## [Instructions for the task]
Restate, word for word, each entry that follows, but skip its pictures.

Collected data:
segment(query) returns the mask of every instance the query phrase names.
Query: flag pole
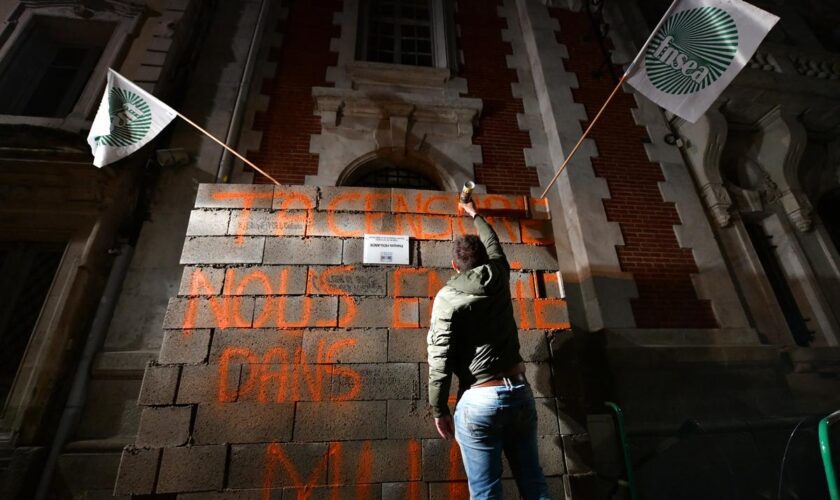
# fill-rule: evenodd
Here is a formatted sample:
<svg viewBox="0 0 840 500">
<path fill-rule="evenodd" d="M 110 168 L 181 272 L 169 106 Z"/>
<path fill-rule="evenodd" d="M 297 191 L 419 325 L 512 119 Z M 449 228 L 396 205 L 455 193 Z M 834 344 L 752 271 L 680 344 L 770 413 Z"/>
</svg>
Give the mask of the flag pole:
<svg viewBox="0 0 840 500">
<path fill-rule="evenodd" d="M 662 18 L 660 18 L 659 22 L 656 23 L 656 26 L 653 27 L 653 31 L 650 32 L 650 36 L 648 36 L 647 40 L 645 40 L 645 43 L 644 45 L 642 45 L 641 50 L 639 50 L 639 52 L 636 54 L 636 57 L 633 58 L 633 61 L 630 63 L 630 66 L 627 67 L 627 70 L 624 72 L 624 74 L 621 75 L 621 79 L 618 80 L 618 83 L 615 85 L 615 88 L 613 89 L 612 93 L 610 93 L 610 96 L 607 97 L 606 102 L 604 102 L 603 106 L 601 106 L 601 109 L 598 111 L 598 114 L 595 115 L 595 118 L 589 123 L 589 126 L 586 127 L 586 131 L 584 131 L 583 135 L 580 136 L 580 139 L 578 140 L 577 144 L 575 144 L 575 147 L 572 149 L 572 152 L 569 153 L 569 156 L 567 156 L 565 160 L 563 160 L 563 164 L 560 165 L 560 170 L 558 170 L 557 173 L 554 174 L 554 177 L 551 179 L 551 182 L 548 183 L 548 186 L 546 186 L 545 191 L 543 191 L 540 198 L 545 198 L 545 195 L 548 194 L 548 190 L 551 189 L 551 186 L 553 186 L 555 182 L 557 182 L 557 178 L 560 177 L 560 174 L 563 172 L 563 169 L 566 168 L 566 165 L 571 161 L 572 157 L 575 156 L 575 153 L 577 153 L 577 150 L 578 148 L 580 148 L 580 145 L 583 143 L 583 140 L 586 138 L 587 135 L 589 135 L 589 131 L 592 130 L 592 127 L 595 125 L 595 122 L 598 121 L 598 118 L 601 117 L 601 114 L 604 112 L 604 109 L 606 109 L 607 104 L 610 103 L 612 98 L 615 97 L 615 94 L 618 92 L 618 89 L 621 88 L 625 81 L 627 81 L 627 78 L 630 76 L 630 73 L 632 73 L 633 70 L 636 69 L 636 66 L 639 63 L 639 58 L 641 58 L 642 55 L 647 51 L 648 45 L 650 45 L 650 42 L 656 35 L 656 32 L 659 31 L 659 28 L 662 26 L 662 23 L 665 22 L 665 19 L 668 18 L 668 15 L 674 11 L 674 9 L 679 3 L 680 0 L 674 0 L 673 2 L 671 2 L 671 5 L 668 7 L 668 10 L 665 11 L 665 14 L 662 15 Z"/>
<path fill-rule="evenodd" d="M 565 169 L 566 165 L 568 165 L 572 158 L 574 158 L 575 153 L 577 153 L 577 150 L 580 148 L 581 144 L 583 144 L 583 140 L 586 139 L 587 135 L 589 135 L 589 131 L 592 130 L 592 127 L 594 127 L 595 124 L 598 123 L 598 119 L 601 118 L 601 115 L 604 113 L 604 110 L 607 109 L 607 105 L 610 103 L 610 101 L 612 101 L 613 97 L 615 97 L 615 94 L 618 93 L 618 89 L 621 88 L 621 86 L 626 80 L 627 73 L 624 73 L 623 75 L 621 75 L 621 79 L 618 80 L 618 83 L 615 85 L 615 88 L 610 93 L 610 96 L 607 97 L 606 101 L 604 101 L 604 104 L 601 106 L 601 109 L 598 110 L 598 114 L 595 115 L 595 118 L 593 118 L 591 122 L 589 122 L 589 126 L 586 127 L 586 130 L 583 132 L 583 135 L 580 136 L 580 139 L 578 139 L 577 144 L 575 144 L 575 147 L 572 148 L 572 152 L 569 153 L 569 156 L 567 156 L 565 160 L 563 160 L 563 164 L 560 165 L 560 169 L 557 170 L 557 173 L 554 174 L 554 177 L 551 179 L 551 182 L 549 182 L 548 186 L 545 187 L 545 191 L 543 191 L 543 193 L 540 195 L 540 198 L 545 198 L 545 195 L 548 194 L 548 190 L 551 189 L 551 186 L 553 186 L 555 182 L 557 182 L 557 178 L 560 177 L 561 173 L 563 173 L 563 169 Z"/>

## [Written response]
segment(query) returns the mask of every instance the query phrase names.
Query: flag pole
# fill-rule: evenodd
Here is a formatted sample:
<svg viewBox="0 0 840 500">
<path fill-rule="evenodd" d="M 110 168 L 181 272 L 169 106 Z"/>
<path fill-rule="evenodd" d="M 297 191 L 419 325 L 512 119 Z M 449 228 L 396 205 L 455 193 Z M 834 344 L 752 271 L 680 344 L 770 413 Z"/>
</svg>
Give the mask of the flag pole:
<svg viewBox="0 0 840 500">
<path fill-rule="evenodd" d="M 662 18 L 660 18 L 659 22 L 656 23 L 656 26 L 653 27 L 653 31 L 650 32 L 650 36 L 648 36 L 647 40 L 645 40 L 645 43 L 644 45 L 642 45 L 641 50 L 639 50 L 639 52 L 636 54 L 636 57 L 633 58 L 633 61 L 630 63 L 630 66 L 627 67 L 627 70 L 624 72 L 624 74 L 621 75 L 621 79 L 618 80 L 618 83 L 615 85 L 615 88 L 613 89 L 612 93 L 610 93 L 610 96 L 607 97 L 606 102 L 604 102 L 603 106 L 601 106 L 601 109 L 598 111 L 598 114 L 595 115 L 595 118 L 589 123 L 589 126 L 586 127 L 586 131 L 584 131 L 583 135 L 580 136 L 580 139 L 578 140 L 577 144 L 575 144 L 575 147 L 572 149 L 572 152 L 569 153 L 569 156 L 567 156 L 565 160 L 563 160 L 563 164 L 560 165 L 560 170 L 558 170 L 557 173 L 554 174 L 554 177 L 551 179 L 551 182 L 548 183 L 548 186 L 546 186 L 545 191 L 543 191 L 540 198 L 545 198 L 545 195 L 548 194 L 548 190 L 551 189 L 551 186 L 553 186 L 555 182 L 557 182 L 557 178 L 560 177 L 560 174 L 563 172 L 563 169 L 566 168 L 566 165 L 571 161 L 572 157 L 575 156 L 575 153 L 577 153 L 577 150 L 578 148 L 580 148 L 580 145 L 583 143 L 583 140 L 586 138 L 587 135 L 589 135 L 589 131 L 592 130 L 592 127 L 595 125 L 595 122 L 598 121 L 598 118 L 601 117 L 601 114 L 604 112 L 604 109 L 606 109 L 607 104 L 610 103 L 612 98 L 615 97 L 615 94 L 618 92 L 618 89 L 621 88 L 625 81 L 627 81 L 627 78 L 630 76 L 630 73 L 632 73 L 633 70 L 636 69 L 636 66 L 639 63 L 639 58 L 641 58 L 642 55 L 647 51 L 648 45 L 650 45 L 650 42 L 656 35 L 656 32 L 659 31 L 659 28 L 662 26 L 662 23 L 665 22 L 665 19 L 668 18 L 668 15 L 674 11 L 674 9 L 679 3 L 680 0 L 674 0 L 673 2 L 671 2 L 671 5 L 668 7 L 668 10 L 665 11 L 665 14 L 662 15 Z"/>
<path fill-rule="evenodd" d="M 565 169 L 566 165 L 568 165 L 572 158 L 574 158 L 575 153 L 577 153 L 577 150 L 580 148 L 581 144 L 583 144 L 583 140 L 586 139 L 587 135 L 589 135 L 589 131 L 592 130 L 592 127 L 594 127 L 595 124 L 598 123 L 598 119 L 601 118 L 601 115 L 604 113 L 604 110 L 607 109 L 607 105 L 610 103 L 610 101 L 612 101 L 613 97 L 615 97 L 615 94 L 618 93 L 618 89 L 621 88 L 621 86 L 626 80 L 627 73 L 624 73 L 623 75 L 621 75 L 621 79 L 618 80 L 618 83 L 615 85 L 615 88 L 610 93 L 610 96 L 607 97 L 606 101 L 604 101 L 604 104 L 601 106 L 601 109 L 598 110 L 598 114 L 595 115 L 595 118 L 593 118 L 591 122 L 589 122 L 589 126 L 586 127 L 586 130 L 583 132 L 583 135 L 580 136 L 580 139 L 578 139 L 577 144 L 575 144 L 575 147 L 572 148 L 572 152 L 569 153 L 569 156 L 567 156 L 565 160 L 563 160 L 563 164 L 560 165 L 560 169 L 557 170 L 557 173 L 554 174 L 554 177 L 551 179 L 551 182 L 549 182 L 548 186 L 545 187 L 545 191 L 543 191 L 543 193 L 540 195 L 540 198 L 545 198 L 545 195 L 548 194 L 548 190 L 551 189 L 551 186 L 553 186 L 555 182 L 557 182 L 557 178 L 560 177 L 561 173 L 563 173 L 563 169 Z"/>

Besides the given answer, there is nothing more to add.